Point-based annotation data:
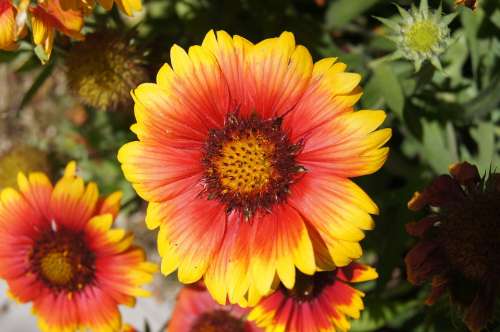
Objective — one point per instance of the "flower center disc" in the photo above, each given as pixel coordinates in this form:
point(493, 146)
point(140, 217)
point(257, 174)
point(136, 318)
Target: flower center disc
point(62, 260)
point(246, 164)
point(249, 164)
point(470, 234)
point(218, 321)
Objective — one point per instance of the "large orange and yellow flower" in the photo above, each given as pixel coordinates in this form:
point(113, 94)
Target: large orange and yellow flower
point(58, 251)
point(196, 311)
point(318, 303)
point(244, 154)
point(7, 26)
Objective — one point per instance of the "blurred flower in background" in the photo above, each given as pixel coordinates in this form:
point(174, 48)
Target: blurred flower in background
point(103, 69)
point(321, 302)
point(196, 311)
point(58, 250)
point(460, 238)
point(21, 158)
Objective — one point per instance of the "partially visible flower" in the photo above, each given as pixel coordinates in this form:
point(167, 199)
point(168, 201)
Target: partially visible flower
point(317, 303)
point(245, 153)
point(7, 25)
point(459, 241)
point(59, 251)
point(420, 34)
point(472, 4)
point(126, 6)
point(48, 17)
point(196, 311)
point(103, 69)
point(21, 158)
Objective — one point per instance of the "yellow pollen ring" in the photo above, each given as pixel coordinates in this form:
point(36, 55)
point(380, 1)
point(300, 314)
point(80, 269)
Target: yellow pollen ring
point(57, 268)
point(246, 164)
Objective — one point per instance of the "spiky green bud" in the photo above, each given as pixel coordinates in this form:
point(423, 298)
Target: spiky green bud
point(421, 34)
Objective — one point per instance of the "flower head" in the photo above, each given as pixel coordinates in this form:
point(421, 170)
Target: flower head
point(59, 251)
point(196, 311)
point(245, 153)
point(48, 17)
point(322, 302)
point(421, 34)
point(459, 241)
point(472, 4)
point(7, 26)
point(102, 70)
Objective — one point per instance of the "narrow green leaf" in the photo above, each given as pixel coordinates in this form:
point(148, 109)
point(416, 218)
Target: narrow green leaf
point(389, 87)
point(37, 83)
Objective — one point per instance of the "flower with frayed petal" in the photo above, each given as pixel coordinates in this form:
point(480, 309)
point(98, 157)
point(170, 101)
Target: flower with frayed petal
point(59, 251)
point(47, 17)
point(317, 303)
point(126, 6)
point(245, 153)
point(7, 26)
point(420, 34)
point(196, 311)
point(459, 241)
point(102, 70)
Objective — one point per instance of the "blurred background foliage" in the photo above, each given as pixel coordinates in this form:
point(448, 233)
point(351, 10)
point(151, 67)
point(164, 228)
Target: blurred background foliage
point(438, 116)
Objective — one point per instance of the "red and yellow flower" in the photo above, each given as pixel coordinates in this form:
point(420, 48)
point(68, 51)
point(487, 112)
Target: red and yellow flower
point(245, 153)
point(459, 242)
point(59, 251)
point(49, 17)
point(322, 302)
point(196, 311)
point(8, 35)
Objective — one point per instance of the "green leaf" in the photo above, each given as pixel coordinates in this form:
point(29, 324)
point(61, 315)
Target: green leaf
point(385, 84)
point(484, 135)
point(341, 12)
point(435, 149)
point(37, 83)
point(471, 22)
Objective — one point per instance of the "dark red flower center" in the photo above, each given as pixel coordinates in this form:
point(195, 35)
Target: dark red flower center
point(309, 287)
point(218, 321)
point(62, 260)
point(470, 233)
point(250, 164)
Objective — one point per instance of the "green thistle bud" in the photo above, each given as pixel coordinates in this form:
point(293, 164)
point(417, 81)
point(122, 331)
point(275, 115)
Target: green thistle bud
point(421, 34)
point(103, 69)
point(21, 158)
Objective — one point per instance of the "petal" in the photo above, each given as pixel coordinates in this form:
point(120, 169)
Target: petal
point(37, 190)
point(278, 74)
point(330, 92)
point(280, 243)
point(347, 146)
point(231, 53)
point(356, 272)
point(158, 172)
point(338, 210)
point(72, 203)
point(190, 233)
point(7, 26)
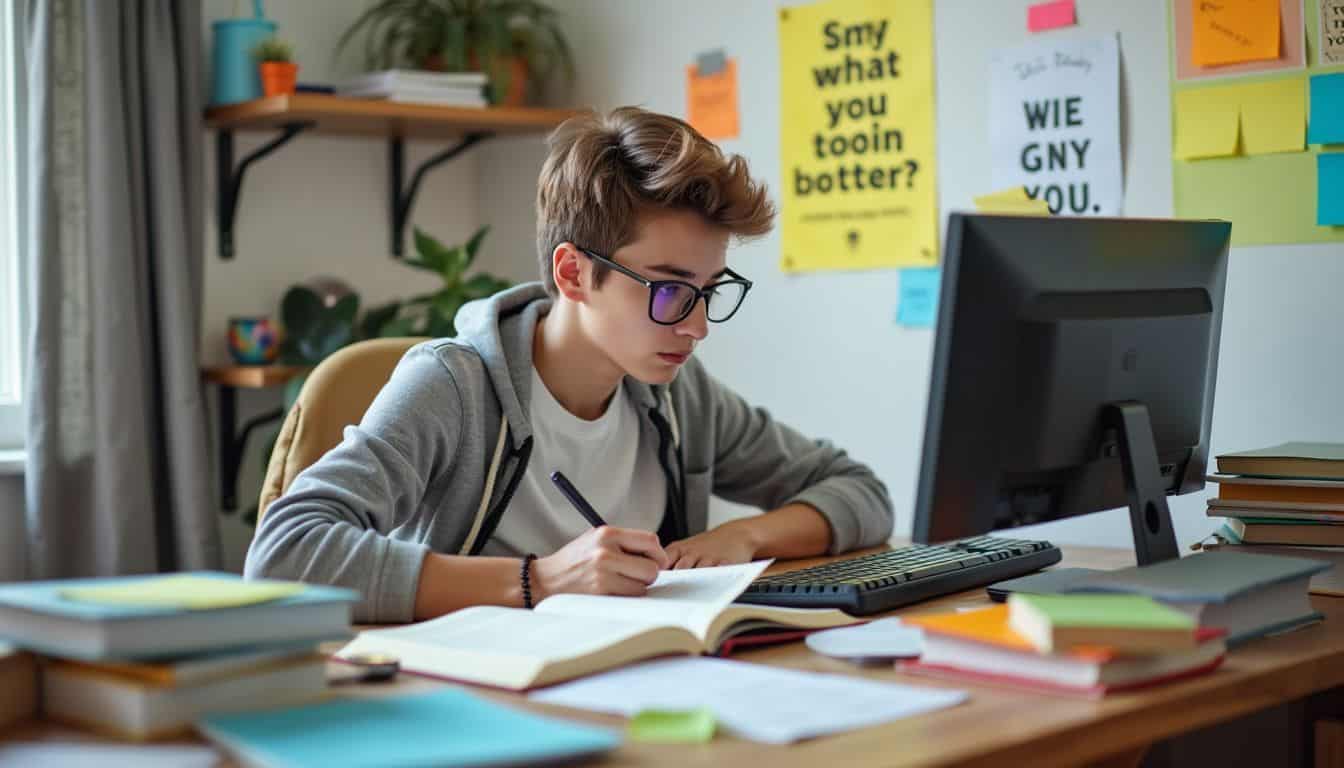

__TASK DESCRIPTION__
Find every line in the listing above that contains the word "ring", matching case exactly, and copy each of those lines.

__OUTPUT FOR THIS EXERCISE__
Objective — one point per instance of the "yellow pollen ring" in the photo above, each given as pixel coordinates in this form:
Target: yellow pollen ring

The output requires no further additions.